__PAGE EXTRACT__
═══
The Gate of Artemis

In Memory of a special encounter

As I sat on the slope of the hill near the Observatory of Berkley, California, on a mild and breezy night in the month of August 1975, I had no clue that this moment was going to change the entire course of my life.

A new friend from Mumbai, a student at the university, was sitting next to me. He was bright, open-minded, and we chatted about many things. When he told me about a woman he’d met, a spiritual Grand Master, a lady from India now settled in London, England, I was intrigued. When he told me that She was the Avatar of the present time, I was astonished. How could such an intelligent guy say such a thing? Yet his conviction was impressive. The lights of the San Francisco Bay were glittering down below. Her name was Shri Mataji Nirmala Devi and She was living in Hurst Green, near Oxted in Surrey.

With a friend from Pacific Palisades we went for a while touring with a trailer, escaping bears in the Yosemite National Park , getting lost in the rugged fiary of Bryce canyon, onwards to the Utah deserts, Mesa Verde and other fascinating arid landscapes of the South West. On the rim of the Grand canyon, I prayed for a rainbow and got a splendid one within five minutes. Things, at last, were going well. Back in California I met again my new Indian friend. He told me that, in the meantime, he had gone to London and the enigmatic lady had told him I should come to see her. I decided to check for myself.
═══
Excerpts of labeled region data
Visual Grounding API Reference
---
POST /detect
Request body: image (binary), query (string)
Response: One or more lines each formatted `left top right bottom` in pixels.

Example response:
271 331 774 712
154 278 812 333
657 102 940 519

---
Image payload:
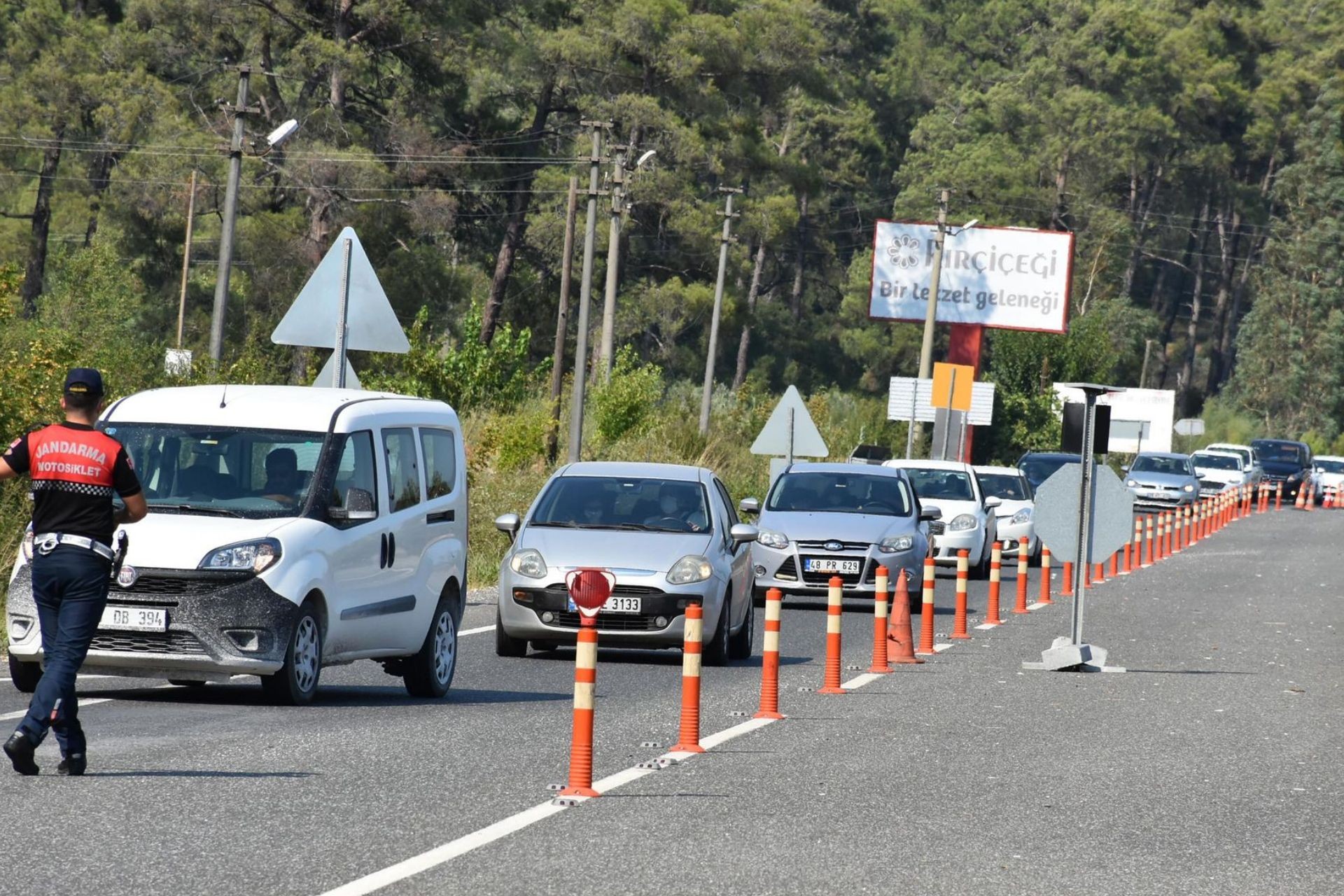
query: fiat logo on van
117 566 140 589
═══
__PROBLEM REQUIREMENTS__
Write the next part of "The Gate of Artemis," the account of the 1975 encounter in California, starting after its final sentence, "I decided to check for myself."

__REPLY TO THE EXERCISE__
I flew to the UK and called Her from a flat near Holland Park in London. The voice on the phone had a distant echo but was welcoming, calm and soft; I had the impression it came from far away, as if piercing through the whirling lavender clouds that I was visualizing in my mind.

I rang the bell, a servant opened the door. She came to welcome me in the hall, dressed in a white sari. I kissed her hand a bit ceremoniously, in contrast with my olive America jacket and worn out jeans. Years later she would still remember I was on occasion wearing Ray Bun sunglasses. She offered me some tea; there was a lovely statue of the god Krishna. We talked a lot. She said: “I will have to test you”; I laughed: “o you can test me”. I felt I would leave it to her, what could I do about it? I felt so free, with the relaxed confidence of a child because she exuded the unconditional love of a mother.
What follows this first encounter is narrated in a book called The Advent. It was, very literally, to be the discovery of the meaning of the Holy Grail.

In her home in Oxted, Shri Mataji showed me the first chapters of a book on the Creation, which left me spellbound. “This is fantastic”, I thought, “but it will fly above the heads of most people.” I wondered aloud whether someone should write an introduction to it. She gently invited me to go ahead. This became eventually a book that I wrote in Kathmandu, sending Her the chapters one by one. She would comment, explain and give Her advice. The postman bringing Her letters was always received with the brightest of smiles in my little house in Nagpokhari, behind the King’s palace.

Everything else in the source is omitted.